Rescale the bounding-box coordinates in the answers of the listing by 2.6, rounding to whole numbers with halves going up, and write out again every line from the start of the listing through the line containing "250, 357, 324]]", requests included, with both ends counted. Give only those lines.
☆ ☆ ☆ ☆ ☆
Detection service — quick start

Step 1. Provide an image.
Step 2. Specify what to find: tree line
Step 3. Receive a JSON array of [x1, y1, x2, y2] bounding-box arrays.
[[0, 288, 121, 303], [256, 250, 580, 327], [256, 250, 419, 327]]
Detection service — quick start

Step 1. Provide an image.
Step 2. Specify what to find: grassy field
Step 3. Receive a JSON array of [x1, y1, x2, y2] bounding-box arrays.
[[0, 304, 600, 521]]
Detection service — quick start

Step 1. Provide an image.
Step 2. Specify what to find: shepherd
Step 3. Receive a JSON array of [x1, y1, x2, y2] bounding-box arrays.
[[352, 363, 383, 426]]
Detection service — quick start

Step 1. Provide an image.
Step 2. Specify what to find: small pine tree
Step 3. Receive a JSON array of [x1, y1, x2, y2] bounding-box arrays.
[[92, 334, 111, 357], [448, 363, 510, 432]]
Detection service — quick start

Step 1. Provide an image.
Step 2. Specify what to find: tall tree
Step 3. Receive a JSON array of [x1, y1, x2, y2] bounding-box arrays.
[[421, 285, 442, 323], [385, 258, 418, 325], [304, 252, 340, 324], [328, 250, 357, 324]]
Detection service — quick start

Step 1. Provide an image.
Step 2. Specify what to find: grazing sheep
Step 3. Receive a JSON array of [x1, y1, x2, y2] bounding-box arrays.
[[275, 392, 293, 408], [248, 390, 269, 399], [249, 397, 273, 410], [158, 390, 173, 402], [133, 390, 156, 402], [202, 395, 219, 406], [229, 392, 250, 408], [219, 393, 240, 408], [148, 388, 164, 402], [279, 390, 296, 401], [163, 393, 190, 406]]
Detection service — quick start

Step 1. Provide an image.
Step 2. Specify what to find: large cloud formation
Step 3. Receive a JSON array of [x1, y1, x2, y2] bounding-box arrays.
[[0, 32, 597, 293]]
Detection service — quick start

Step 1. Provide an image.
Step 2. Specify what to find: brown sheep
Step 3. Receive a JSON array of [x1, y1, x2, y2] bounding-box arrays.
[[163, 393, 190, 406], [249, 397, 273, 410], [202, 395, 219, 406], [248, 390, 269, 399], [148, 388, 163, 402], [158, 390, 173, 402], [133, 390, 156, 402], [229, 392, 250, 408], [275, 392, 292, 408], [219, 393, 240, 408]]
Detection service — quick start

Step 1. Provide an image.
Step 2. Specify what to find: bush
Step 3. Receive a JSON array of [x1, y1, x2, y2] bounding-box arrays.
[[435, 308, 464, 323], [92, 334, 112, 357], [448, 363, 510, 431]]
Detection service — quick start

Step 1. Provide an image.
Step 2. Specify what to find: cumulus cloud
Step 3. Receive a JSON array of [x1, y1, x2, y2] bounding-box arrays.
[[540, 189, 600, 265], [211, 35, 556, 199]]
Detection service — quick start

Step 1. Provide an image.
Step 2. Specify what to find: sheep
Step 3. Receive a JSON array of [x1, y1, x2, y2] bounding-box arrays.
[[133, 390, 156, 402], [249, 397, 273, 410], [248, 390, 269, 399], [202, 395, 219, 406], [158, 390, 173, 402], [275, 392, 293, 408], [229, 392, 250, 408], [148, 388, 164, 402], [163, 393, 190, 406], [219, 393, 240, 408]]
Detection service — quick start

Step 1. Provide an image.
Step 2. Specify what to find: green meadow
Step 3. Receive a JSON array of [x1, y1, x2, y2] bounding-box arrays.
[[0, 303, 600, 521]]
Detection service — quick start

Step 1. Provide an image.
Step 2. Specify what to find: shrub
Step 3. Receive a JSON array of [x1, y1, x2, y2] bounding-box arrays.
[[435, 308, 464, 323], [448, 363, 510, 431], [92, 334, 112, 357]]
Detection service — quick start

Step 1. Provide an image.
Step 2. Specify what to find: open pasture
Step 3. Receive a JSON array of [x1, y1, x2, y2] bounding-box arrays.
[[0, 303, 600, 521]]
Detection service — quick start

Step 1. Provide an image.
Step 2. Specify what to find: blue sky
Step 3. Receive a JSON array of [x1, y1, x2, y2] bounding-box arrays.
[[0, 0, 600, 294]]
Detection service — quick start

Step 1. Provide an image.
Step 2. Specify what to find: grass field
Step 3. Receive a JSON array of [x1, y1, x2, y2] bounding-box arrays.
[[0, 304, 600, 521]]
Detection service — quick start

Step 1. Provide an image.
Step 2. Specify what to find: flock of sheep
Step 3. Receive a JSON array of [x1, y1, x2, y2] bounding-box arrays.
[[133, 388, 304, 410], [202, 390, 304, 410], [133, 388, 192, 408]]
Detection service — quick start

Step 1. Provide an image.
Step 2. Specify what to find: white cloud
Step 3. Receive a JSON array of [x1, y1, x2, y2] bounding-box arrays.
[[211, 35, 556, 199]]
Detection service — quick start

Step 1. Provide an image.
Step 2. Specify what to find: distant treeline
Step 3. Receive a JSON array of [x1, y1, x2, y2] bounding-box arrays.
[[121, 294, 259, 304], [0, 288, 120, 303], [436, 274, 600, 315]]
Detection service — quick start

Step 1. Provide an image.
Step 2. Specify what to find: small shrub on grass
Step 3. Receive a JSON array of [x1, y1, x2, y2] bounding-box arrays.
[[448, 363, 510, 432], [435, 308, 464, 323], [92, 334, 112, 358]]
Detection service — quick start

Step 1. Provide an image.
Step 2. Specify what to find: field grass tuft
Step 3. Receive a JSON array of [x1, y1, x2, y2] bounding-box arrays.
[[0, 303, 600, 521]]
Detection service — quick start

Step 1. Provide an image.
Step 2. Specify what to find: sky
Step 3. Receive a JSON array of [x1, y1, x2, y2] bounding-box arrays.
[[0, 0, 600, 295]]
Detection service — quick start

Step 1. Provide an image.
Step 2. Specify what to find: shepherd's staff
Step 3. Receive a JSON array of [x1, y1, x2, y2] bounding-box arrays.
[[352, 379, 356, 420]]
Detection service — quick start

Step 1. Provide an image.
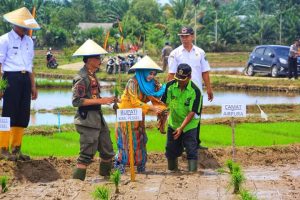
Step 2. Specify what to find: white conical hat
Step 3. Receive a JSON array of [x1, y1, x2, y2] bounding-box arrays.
[[73, 39, 107, 56], [128, 56, 162, 73], [3, 7, 41, 30]]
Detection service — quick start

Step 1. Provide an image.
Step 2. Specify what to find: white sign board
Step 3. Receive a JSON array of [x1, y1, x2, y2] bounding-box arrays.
[[117, 108, 143, 122], [222, 104, 246, 117], [0, 117, 10, 131]]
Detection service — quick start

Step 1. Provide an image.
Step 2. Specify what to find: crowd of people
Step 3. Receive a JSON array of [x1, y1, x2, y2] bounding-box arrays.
[[0, 8, 213, 180]]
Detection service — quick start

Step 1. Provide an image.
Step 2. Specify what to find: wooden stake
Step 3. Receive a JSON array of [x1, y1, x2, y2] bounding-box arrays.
[[127, 122, 135, 181], [231, 117, 235, 161]]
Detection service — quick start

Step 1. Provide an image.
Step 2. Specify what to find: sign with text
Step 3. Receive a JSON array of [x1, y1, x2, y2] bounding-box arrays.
[[222, 104, 246, 117], [0, 117, 10, 131], [117, 108, 143, 122]]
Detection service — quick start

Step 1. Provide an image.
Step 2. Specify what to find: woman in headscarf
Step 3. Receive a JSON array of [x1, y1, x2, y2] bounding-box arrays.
[[115, 56, 167, 173]]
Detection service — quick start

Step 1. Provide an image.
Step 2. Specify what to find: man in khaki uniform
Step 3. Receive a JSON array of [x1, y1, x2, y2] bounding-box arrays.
[[72, 40, 115, 181]]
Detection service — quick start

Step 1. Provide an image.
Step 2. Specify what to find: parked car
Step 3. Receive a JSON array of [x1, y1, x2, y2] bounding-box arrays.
[[245, 45, 300, 77]]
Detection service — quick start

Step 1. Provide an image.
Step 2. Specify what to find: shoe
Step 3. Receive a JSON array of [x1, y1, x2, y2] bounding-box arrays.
[[198, 144, 208, 150], [12, 146, 30, 161]]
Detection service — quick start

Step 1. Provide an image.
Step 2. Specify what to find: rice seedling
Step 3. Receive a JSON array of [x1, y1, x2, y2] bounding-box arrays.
[[240, 190, 257, 200], [92, 186, 109, 200], [110, 169, 121, 194], [0, 176, 8, 193]]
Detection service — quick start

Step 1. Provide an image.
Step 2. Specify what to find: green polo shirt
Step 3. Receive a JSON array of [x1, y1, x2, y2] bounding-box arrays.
[[161, 80, 202, 132]]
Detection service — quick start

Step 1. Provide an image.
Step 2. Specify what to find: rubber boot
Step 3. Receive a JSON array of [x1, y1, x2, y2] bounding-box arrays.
[[0, 147, 17, 161], [11, 127, 30, 161], [12, 146, 30, 161], [168, 158, 178, 171], [99, 162, 112, 176], [0, 131, 16, 161], [188, 160, 198, 172], [73, 168, 86, 181]]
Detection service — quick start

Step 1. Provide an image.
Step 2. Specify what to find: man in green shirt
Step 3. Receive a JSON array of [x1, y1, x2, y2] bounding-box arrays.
[[162, 63, 202, 172]]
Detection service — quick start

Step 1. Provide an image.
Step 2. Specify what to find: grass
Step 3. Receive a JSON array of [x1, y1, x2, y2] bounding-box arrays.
[[22, 122, 300, 156], [92, 186, 110, 200], [0, 176, 8, 193]]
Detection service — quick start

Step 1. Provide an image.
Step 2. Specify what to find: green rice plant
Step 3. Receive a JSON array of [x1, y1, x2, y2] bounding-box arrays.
[[0, 176, 8, 193], [110, 169, 121, 194], [92, 186, 109, 200], [0, 79, 8, 92], [240, 190, 257, 200]]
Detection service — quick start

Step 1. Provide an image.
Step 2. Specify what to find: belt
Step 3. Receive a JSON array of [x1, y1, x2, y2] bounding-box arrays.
[[4, 70, 29, 74]]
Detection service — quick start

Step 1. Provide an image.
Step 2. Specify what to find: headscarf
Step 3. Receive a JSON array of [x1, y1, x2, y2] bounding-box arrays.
[[135, 69, 166, 97]]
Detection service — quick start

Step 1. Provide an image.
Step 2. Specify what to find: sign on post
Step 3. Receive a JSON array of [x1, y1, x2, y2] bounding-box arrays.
[[117, 108, 143, 122], [222, 104, 246, 161], [117, 108, 143, 181], [0, 117, 10, 131]]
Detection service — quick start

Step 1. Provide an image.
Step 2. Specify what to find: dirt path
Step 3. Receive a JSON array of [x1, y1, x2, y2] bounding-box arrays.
[[0, 144, 300, 200]]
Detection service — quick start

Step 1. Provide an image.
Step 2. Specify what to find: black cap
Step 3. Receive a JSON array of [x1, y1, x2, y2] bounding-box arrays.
[[178, 26, 194, 35], [175, 63, 192, 81]]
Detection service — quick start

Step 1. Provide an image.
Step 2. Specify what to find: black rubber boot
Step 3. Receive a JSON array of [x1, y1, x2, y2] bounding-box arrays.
[[73, 168, 86, 181], [168, 158, 178, 171], [99, 162, 112, 176], [12, 146, 30, 161], [0, 147, 17, 161], [188, 160, 198, 172]]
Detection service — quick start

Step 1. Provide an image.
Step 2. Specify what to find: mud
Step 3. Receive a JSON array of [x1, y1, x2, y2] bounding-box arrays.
[[0, 144, 300, 200]]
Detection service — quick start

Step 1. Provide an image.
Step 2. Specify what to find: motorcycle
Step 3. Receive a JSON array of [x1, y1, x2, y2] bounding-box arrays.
[[127, 54, 136, 67], [46, 55, 58, 69]]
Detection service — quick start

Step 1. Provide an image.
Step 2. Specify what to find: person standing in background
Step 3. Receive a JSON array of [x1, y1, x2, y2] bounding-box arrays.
[[0, 7, 40, 161], [168, 27, 214, 149], [161, 42, 173, 72]]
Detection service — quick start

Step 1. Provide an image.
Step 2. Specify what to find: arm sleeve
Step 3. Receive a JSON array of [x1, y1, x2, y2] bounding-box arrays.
[[72, 77, 87, 107], [189, 88, 202, 115], [126, 79, 150, 114], [200, 53, 210, 72], [0, 37, 7, 64], [168, 51, 178, 74]]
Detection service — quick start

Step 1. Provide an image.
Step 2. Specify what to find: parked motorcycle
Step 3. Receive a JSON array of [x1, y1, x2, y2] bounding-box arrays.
[[46, 54, 58, 69], [127, 54, 136, 67]]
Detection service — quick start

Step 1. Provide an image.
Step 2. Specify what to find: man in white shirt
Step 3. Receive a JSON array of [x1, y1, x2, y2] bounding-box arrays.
[[168, 27, 213, 149], [0, 7, 40, 161]]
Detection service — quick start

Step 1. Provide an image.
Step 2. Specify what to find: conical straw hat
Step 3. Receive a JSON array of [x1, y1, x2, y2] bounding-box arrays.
[[3, 7, 41, 30], [128, 56, 162, 73], [73, 39, 107, 56]]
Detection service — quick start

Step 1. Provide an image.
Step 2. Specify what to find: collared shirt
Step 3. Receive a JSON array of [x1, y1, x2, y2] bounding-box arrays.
[[161, 80, 202, 132], [168, 45, 210, 92], [289, 44, 298, 58], [0, 30, 34, 73]]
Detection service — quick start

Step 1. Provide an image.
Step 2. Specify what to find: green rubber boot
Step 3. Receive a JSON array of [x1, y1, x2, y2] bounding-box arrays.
[[73, 168, 86, 181], [188, 160, 198, 172], [168, 158, 178, 171], [99, 162, 112, 176]]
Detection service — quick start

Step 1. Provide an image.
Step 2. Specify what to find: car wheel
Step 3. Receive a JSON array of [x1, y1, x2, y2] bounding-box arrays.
[[271, 65, 278, 77], [247, 64, 254, 76]]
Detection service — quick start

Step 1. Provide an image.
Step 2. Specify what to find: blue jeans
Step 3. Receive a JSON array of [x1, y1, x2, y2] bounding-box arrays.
[[166, 127, 198, 160]]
☆ ☆ ☆ ☆ ☆
**RESPONSE TO THE EXERCISE**
Detection service — quick start

Step 1. Provide an image.
Step 2. Specify what to find: tree line
Step 3. Receive a JSON array of [x1, y1, x2, y2] bounding-box arrays.
[[0, 749, 315, 788], [666, 650, 1508, 850], [666, 650, 1089, 850]]
Detection service — quick start

Step 1. Provide an image.
Step 2. Specify what to find: grassy field
Step 3. Receive a JSON array of [x1, y1, x2, y2] bounding-box arrays.
[[0, 790, 1560, 1355]]
Detection service — quick start

Step 1. Provide an image.
Step 2. Specify what to find: shepherd
Step 3. Receive a JSON array of [x1, y1, x2, y2] bounding-box arrays.
[[915, 944, 996, 1108]]
Detection service — quick start

Step 1. Provide an image.
Step 2. Specify what to find: small pine tree
Step 3. Receive a JSON array of [x1, y1, x2, y2] bounding-box arrays.
[[239, 868, 289, 928], [1165, 944, 1326, 1123]]
Detection service — quick start

Step 1. Provide an image.
Step 2. Specify what to find: tall tree
Step 3. Receive a JSON array of [x1, y1, x2, y2] bounding-box arrays.
[[1095, 741, 1149, 840], [1001, 671, 1087, 845], [790, 655, 884, 842], [853, 650, 928, 842]]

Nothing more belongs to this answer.